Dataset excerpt
☆ ☆ ☆ ☆

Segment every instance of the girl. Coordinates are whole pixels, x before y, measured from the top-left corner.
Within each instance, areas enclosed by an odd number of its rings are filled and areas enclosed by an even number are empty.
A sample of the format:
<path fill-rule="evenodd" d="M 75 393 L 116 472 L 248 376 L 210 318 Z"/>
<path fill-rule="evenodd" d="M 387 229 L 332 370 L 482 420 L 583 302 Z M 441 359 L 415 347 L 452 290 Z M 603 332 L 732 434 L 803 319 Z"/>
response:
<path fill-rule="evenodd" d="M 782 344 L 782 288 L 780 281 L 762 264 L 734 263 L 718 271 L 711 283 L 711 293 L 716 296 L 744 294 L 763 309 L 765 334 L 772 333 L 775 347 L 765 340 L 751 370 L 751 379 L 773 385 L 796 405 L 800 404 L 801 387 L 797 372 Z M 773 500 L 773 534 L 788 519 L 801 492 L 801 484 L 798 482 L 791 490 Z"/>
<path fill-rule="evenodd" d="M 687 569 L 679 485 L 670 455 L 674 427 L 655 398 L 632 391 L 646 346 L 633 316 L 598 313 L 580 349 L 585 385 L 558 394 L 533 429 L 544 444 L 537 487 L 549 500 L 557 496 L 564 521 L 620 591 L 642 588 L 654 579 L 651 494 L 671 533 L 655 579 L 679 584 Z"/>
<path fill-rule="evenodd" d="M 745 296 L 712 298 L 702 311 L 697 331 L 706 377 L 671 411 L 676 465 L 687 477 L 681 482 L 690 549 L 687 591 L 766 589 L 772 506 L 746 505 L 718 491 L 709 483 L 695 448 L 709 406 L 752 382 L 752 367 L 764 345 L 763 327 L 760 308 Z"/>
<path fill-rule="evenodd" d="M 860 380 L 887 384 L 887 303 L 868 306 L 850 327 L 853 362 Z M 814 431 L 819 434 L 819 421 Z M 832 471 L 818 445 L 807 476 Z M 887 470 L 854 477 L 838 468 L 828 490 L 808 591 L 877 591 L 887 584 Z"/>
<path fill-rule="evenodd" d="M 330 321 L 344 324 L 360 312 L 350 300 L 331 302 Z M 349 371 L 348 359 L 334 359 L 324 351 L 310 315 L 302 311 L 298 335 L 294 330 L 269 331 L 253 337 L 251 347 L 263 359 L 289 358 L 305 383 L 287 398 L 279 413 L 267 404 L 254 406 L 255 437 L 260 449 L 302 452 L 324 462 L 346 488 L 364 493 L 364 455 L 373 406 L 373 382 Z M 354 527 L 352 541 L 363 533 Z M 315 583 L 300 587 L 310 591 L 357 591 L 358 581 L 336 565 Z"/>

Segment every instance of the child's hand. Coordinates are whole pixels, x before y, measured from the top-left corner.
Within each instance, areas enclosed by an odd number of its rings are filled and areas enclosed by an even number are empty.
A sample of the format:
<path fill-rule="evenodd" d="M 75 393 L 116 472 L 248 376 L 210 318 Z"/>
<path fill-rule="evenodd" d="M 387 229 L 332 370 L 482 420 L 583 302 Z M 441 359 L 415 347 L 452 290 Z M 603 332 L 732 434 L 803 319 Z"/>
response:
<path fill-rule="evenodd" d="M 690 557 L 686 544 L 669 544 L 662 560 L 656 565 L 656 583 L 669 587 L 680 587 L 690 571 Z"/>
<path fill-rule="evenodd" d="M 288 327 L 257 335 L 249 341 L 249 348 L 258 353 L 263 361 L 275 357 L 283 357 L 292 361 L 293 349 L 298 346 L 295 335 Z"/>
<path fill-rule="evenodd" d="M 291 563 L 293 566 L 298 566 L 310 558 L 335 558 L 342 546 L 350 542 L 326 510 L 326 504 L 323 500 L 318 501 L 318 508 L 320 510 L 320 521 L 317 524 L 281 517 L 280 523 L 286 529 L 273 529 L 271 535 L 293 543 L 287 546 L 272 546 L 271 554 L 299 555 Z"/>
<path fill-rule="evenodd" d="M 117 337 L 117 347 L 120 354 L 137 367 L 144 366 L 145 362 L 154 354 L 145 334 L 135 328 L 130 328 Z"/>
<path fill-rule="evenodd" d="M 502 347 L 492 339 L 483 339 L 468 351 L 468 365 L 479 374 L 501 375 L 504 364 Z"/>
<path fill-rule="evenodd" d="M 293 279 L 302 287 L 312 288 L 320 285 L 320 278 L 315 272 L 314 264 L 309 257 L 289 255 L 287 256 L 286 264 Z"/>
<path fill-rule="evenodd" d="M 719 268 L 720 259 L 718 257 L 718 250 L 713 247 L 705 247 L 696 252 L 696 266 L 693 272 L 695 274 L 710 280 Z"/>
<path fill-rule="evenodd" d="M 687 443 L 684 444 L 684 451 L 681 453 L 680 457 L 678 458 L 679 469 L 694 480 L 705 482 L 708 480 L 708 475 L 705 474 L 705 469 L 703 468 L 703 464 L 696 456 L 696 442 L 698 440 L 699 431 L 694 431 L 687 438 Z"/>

☆ ☆ ☆ ☆

*Stated goal*:
Which lines in the rows above contain the word "Segment"? Show each of those lines in full.

*Exercise answer*:
Segment every instance of the girl. Coordinates are whole pixels, x before y, measured from the top-left corner.
Segment every instance of the child's hand. Coordinates are whole pixels, x before y, measured from the top-left corner.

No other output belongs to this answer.